2023-07-11_Generative Pretraining in Multimodality(Emu-1)
| 2023_Sun_Generative Pretraining in Multimodality.pdf| 2023-07-11 | Quan Sun, Qiying Yu, Yufeng Cui, Fan Zhang, Xiaosong Zhang, Yueze Wang, Hongcheng Gao, Jingjing Liu, Tiejun Huang, Xinlong Wang | URL | arxiv
Input: Interleaved image, text and video
Output: Interleaved image, text
- no videos
核心:regress continuous visual tokens!
Insights
#Idea 视频训练数据:时序对齐数据?使用Temporal Alignment
为什么生成效果不好:
- 图像作为continuous token,不如discrete token
- diffusion中embedding as condition,比较不自然。
关于Understanding效果:没跟MLLM比,是否比不过?
Why Emu
多尺度算子华为GPU是否支持
资源好估计
Model
Architecture
Image Encoder, Causal Transformer, LLM, Visual Decoder
Causual Transformer将Encoder输出的image tokens转为fixed size embedding,和[BLIP] Q-Former的唯一区别是self-attention采用causal形式,更有利于Autoregressive Training
Visual Decoder:LLM output embedding as condition.
Training Objective
Stage 1: unified auto-regressive pretraining
- cross-entropy loss for discrete text embedding
- ℓ2 regression loss for continuous visual embeddings
Stage 2: Tune Visual Decoder([Stable Diffusion])

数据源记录
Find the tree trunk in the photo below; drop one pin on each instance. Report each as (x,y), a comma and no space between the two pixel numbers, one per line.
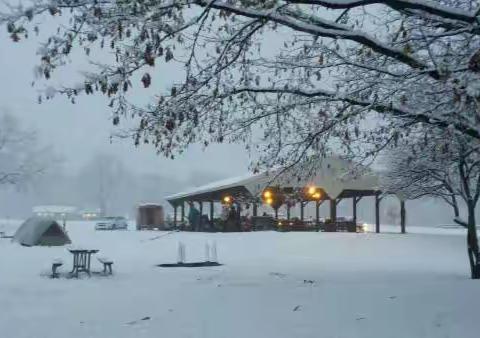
(455,206)
(472,242)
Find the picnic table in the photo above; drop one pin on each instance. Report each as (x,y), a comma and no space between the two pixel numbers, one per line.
(81,260)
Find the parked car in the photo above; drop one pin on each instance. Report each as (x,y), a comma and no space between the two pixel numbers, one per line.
(112,223)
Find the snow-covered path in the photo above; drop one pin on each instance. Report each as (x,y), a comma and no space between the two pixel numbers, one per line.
(272,285)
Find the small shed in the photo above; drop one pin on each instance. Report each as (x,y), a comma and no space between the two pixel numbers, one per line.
(150,216)
(41,231)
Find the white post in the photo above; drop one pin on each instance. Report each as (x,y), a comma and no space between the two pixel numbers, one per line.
(214,252)
(207,252)
(180,253)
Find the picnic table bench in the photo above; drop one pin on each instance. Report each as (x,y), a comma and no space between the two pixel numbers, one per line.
(81,260)
(55,265)
(107,264)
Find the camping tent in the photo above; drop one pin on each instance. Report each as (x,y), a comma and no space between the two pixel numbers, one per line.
(41,231)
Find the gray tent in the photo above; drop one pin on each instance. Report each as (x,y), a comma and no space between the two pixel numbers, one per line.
(41,231)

- **任务要求**:
请把关于Emu模型的笔记中从“Training Objective”起到“Visual Decoder([Stable Diffusion])”为止的这一段重新写出,并将其中的“cross-entropy”替换为“交叉熵”。

- **任务答案**:
Training Objective
Stage 1: unified auto-regressive pretraining
- 交叉熵 loss for discrete text embedding
- ℓ2 regression loss for continuous visual embeddings
Stage 2: Tune Visual Decoder([Stable Diffusion])